-- start DATA EXCERPTS --

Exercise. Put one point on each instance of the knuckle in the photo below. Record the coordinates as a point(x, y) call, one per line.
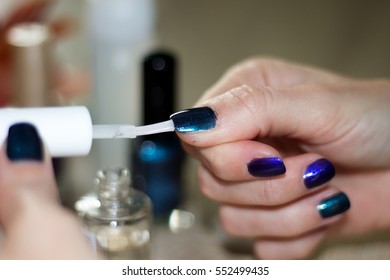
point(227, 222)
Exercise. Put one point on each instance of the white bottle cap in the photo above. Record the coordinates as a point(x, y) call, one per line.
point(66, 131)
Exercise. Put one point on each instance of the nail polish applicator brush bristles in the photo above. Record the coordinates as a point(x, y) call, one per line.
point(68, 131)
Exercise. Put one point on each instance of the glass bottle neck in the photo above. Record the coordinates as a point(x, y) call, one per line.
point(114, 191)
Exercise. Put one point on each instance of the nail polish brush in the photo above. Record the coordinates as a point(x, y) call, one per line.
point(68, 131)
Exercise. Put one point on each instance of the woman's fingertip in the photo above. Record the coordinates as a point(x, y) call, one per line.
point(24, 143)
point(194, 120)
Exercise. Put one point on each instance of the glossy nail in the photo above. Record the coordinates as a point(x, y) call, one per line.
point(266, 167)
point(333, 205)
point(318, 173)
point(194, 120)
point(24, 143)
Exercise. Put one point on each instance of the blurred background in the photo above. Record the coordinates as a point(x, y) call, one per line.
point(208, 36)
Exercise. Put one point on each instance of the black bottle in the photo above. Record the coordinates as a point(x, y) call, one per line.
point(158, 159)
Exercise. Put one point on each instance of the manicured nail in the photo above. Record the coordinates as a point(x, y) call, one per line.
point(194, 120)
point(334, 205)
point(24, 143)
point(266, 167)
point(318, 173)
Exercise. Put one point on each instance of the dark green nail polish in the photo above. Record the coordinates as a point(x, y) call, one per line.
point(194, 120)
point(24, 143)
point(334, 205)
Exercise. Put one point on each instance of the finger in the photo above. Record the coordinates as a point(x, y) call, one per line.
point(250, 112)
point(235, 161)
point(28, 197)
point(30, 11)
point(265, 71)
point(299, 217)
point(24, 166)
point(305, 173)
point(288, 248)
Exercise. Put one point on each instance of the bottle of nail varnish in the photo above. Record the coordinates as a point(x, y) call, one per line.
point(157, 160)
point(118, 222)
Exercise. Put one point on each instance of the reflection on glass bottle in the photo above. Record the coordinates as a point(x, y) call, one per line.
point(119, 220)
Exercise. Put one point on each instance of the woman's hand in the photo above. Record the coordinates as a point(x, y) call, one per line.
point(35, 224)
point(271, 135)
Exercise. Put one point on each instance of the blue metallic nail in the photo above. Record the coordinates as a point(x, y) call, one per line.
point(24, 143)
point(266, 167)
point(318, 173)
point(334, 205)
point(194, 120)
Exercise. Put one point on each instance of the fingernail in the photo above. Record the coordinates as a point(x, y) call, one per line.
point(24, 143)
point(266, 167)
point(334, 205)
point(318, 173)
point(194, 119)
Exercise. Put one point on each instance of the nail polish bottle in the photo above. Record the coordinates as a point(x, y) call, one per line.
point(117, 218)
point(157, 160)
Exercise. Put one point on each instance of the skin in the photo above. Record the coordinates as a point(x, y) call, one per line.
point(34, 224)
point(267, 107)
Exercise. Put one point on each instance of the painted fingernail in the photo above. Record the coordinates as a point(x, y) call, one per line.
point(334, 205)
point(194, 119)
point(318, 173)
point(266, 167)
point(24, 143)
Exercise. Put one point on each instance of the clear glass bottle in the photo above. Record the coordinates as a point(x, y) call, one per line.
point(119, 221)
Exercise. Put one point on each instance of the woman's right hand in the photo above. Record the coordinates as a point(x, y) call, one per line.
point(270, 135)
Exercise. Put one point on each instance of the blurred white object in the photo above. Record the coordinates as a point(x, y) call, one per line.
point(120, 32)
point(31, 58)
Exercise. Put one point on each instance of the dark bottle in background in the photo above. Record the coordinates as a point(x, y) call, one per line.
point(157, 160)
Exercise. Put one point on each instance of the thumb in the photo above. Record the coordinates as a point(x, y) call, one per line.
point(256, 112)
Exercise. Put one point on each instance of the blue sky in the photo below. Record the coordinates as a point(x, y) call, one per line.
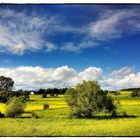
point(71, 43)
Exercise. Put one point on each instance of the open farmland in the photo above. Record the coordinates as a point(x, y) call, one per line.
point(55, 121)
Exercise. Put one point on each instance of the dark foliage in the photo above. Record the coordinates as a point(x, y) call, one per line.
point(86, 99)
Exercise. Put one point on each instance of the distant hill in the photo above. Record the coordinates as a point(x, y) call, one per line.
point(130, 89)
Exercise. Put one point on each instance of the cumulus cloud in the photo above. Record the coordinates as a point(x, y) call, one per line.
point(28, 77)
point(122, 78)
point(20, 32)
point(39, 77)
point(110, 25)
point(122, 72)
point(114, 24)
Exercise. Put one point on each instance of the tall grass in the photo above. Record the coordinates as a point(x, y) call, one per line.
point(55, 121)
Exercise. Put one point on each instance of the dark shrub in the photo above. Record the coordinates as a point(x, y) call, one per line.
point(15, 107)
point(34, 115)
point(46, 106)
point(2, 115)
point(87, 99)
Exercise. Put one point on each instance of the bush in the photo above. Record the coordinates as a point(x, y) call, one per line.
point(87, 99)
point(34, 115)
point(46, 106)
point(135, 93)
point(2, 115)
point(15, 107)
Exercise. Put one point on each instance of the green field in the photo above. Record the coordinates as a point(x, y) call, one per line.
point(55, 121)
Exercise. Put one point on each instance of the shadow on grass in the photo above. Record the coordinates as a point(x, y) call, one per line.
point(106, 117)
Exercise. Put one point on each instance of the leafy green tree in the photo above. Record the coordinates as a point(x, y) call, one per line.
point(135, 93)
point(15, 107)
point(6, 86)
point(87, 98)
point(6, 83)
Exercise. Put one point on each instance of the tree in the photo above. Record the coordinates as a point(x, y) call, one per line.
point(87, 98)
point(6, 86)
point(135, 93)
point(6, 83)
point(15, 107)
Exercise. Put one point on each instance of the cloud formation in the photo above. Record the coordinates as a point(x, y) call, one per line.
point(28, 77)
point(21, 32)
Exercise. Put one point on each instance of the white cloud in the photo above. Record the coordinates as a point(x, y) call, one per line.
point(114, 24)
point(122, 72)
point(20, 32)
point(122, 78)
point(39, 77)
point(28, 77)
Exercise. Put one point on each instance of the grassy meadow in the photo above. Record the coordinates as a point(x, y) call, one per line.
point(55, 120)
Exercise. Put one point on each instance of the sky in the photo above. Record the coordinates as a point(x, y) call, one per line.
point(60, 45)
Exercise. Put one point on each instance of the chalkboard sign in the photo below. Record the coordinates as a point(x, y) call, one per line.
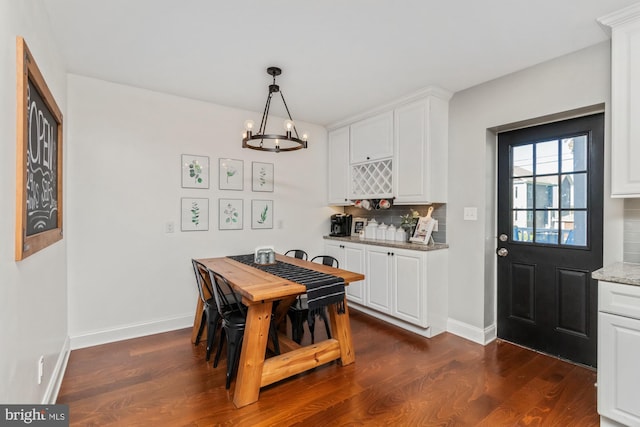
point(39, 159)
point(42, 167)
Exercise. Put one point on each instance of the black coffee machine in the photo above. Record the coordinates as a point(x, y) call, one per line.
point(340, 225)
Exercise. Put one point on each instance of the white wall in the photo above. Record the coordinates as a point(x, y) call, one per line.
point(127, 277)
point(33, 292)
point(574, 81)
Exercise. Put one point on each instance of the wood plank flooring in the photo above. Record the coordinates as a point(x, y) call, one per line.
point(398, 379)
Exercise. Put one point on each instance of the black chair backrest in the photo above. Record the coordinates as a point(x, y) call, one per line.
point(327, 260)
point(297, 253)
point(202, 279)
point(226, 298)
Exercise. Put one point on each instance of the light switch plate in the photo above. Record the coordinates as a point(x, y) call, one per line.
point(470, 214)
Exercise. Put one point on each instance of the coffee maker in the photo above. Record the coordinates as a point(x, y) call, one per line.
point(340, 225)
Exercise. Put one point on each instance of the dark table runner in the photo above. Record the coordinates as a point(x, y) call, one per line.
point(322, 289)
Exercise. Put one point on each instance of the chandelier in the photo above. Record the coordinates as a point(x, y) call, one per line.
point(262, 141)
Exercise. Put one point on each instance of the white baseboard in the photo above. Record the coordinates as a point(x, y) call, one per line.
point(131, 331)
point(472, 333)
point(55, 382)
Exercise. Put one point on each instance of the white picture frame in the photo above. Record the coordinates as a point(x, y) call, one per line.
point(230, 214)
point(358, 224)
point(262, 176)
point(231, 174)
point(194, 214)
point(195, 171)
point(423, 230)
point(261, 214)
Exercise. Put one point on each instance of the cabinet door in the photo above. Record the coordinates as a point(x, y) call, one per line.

-- end DATA EXCERPTS --

* **BRIEF**
Please repeat, word for word, the part of the listing above that opens with the line containing "Exercise. Put one point on each instance of the glass" and closes with the line containing "point(208, 36)", both of those lines included.

* **RESPONSE TO THIS TASK**
Exercise. Put one point on each instance of the glass bottle neck in the photo above. Record the coordinates as a point(x, y) call, one per line.
point(114, 191)
Exercise. Put one point on each instance of the nail polish brush in the photo above. Record the coordinates as a point(x, y) call, one per line.
point(68, 131)
Exercise. Put one point on each instance of the woman's fingertip in the photo above. Record the coordinates as a point(x, y) call, one per line.
point(24, 143)
point(194, 120)
Exercise. Put one point on each instance of the glossy nail in the photo above. Record the coordinates as a point(x, y) call, one per line.
point(266, 167)
point(333, 205)
point(318, 173)
point(194, 120)
point(24, 143)
Exercise. Put one point on each instance of the blurred background in the photo above. Record the coordinates as a point(x, y) call, one per line.
point(208, 36)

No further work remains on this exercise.